> [What is needed]: Word for word, repeat the lines of the records from the one containing "musket in this photo, one per instance." through the last line, both included.

> [Data for analysis]:
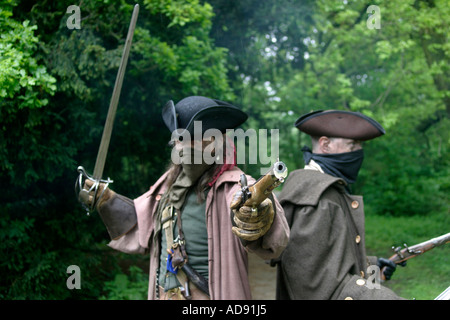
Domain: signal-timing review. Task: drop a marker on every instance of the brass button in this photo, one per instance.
(360, 282)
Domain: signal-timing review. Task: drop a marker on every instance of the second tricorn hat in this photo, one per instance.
(339, 124)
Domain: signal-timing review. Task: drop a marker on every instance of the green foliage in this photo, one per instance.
(127, 287)
(25, 87)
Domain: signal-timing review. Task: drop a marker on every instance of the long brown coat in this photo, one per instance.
(228, 261)
(325, 257)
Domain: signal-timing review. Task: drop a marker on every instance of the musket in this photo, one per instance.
(409, 252)
(82, 194)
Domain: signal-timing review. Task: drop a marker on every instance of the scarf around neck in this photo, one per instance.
(187, 178)
(341, 165)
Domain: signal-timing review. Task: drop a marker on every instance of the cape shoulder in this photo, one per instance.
(305, 187)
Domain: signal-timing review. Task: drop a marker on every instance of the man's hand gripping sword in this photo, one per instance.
(89, 198)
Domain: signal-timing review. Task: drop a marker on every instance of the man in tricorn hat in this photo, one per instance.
(325, 257)
(183, 222)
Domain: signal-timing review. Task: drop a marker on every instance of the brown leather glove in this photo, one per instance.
(101, 197)
(251, 223)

> [Output for this exercise]:
Domain: signal-timing review. Task: drop a marker on every instance of the musket in this photo, one per instance.
(409, 252)
(82, 194)
Domain: signal-timing review. Task: drop a marker on every instance of the scarf around neck in this photo, one per instance.
(187, 178)
(341, 165)
Domain: signal-timing review. Task: drop a marker on every instance of the cape shoulder in this photo, one per instance.
(305, 187)
Domain: signal-timing review. Task: drop a marker on every instance of the man's hand gripping sword in this photo, one per instance.
(89, 198)
Domain: signal-timing review. Task: drop a marker on every instance of the man in tricorn hat in this photo, one per instance.
(325, 257)
(183, 222)
Domain: signal-timing review. Task: drop a marker on every instance of the brown leather glove in this photo, one per instance.
(101, 197)
(251, 223)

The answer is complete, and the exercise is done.